Recorded data
+ + + + +

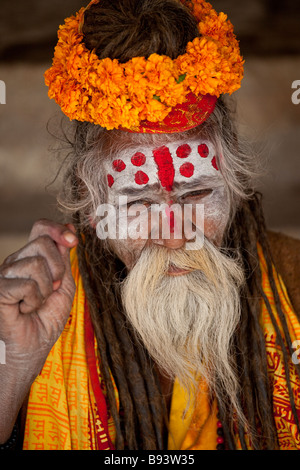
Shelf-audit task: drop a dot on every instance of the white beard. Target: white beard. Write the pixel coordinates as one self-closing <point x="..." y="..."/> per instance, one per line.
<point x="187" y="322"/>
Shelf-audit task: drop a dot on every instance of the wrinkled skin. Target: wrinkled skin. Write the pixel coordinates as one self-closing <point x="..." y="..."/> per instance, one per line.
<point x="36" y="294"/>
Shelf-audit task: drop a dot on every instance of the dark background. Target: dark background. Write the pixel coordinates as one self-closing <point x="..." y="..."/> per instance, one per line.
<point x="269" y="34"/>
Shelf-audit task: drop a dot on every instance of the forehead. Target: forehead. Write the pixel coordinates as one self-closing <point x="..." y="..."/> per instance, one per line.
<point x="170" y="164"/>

+ + + + +

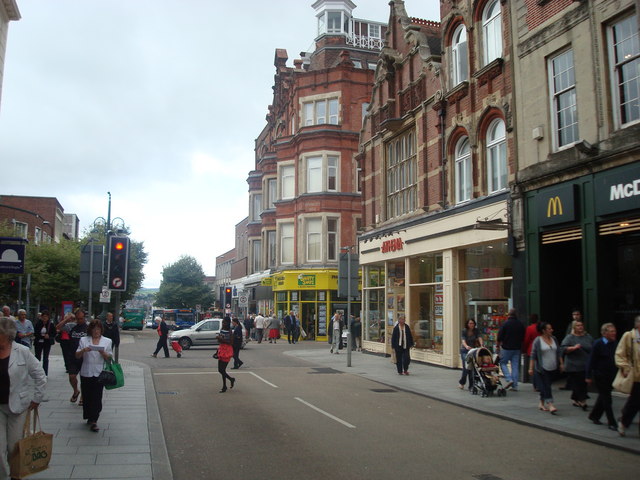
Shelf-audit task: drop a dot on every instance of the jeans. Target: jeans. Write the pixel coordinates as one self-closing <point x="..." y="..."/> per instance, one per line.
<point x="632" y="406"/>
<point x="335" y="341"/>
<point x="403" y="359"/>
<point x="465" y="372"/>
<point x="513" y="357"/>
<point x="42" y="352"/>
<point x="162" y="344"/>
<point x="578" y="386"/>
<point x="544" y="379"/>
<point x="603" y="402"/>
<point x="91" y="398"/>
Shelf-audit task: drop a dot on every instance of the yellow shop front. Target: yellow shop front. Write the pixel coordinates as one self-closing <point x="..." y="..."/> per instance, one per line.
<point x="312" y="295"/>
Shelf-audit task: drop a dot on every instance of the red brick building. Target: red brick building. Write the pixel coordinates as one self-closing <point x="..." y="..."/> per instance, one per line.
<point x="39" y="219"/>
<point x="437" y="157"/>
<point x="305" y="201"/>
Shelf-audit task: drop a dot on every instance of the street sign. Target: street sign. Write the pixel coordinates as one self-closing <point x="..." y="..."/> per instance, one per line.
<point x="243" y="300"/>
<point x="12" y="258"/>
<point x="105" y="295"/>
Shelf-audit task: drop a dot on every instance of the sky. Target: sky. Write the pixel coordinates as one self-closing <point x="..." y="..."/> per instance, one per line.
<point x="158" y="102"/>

+ + + + +

→ WRITTEN PROBLEM: Locate every line in the listing above that contains the word "task", and copy each of those lines.

→ WRITTEN ANSWER:
Shelf-audit task: drop a dot on every instance of the white beard. Target: white beard. Write the pixel coordinates as one self-closing <point x="..." y="..."/> per instance, one per line.
Shelf-audit task: drop a dot on every instance of the wrinkled skin. Target: wrinkled skin. Write the pixel coordinates as one self-closing <point x="..." y="..."/> per instance, one per line.
Shelf-audit task: drop a dot on every instance of the dark background. Target: dark background. Write the pixel coordinates as one self-closing <point x="..." y="..."/> per instance, one per line.
Shelf-audit task: drop a dot on every instance of the forehead. Target: forehead. Write the pixel coordinates as one self-closing <point x="..." y="..."/> per instance, one per line.
Shelf-audit task: drop a dot on every instance of the jeans. Target: jeans. Write the pixel coordinates as one self-closing <point x="..." y="..."/> per instance, one per line.
Shelf-audit task: drop a dot on every instance of the yellow shop front. Target: yellow shop front. Write the pixel coordinates as one self-closing <point x="..." y="..."/> per instance, one per line.
Shelf-audit task: drop a dot on every instance of the red brick building. Target: red brick building. Write the pixel coordinates as one self-closing <point x="..." y="..."/> per instance, one per line.
Shelf-audit task: drop a dot on every instance of the street sign. Target: street sign. Write the pixel coordinates as one self-closing <point x="..." y="..."/> per instance, one per line.
Shelf-audit task: drop a dot on every instance of the sky. Target: sky. Write the pixel coordinates as one self-closing <point x="..." y="..."/> per instance, one per line.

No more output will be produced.